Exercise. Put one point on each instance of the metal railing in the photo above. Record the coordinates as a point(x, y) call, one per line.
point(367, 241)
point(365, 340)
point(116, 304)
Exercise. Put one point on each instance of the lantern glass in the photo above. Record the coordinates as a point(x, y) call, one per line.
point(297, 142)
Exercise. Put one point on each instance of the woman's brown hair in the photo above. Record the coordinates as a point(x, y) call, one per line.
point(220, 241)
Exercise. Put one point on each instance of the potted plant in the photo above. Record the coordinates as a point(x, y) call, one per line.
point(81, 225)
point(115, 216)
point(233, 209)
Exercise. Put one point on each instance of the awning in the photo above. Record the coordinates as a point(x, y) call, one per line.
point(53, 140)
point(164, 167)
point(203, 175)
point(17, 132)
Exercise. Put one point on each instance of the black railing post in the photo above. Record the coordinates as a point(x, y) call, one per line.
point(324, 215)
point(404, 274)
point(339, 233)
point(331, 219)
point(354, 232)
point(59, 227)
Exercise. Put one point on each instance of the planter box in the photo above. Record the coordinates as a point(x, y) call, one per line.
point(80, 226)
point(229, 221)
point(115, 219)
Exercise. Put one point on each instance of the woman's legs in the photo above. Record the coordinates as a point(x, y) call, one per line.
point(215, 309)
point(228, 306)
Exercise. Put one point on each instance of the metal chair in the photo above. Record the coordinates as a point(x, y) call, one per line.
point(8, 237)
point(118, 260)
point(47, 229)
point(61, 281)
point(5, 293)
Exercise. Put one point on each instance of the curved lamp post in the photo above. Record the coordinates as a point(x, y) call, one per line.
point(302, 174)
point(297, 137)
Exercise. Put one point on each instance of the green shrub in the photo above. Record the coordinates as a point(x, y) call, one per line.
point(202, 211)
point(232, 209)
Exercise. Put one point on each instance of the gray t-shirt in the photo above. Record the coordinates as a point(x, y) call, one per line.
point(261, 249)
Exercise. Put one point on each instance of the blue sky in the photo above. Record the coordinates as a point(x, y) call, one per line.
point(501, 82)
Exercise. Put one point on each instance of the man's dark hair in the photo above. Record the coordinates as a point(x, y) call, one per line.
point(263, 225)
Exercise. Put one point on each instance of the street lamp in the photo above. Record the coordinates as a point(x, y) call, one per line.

──────────────────────────────

Problem details
Rewrite the rows from the line containing "Exercise. Put one point on each instance of the potted" through the line containing "point(17, 132)", replacing "awning" with "canopy" and leaving everything else unchanged.

Task result
Exercise. Put one point on each instance of the potted plant in the photo above. Record the coordinates as a point(x, y) call, one per line.
point(81, 225)
point(115, 216)
point(233, 209)
Exercise. Put one point on each instance of the canopy in the photo above. Record the coordinates as a point(x, y) call, one per line.
point(53, 140)
point(164, 167)
point(203, 175)
point(17, 132)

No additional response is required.